Problem to solve ▸ Word for word, restate each entry that appears below.

Source material ▸
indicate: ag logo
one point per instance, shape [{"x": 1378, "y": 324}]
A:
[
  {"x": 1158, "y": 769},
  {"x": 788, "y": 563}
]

Exercise solution ▸
indicate: ag logo
one point per instance, shape [{"x": 1378, "y": 324}]
A:
[
  {"x": 1158, "y": 769},
  {"x": 788, "y": 563}
]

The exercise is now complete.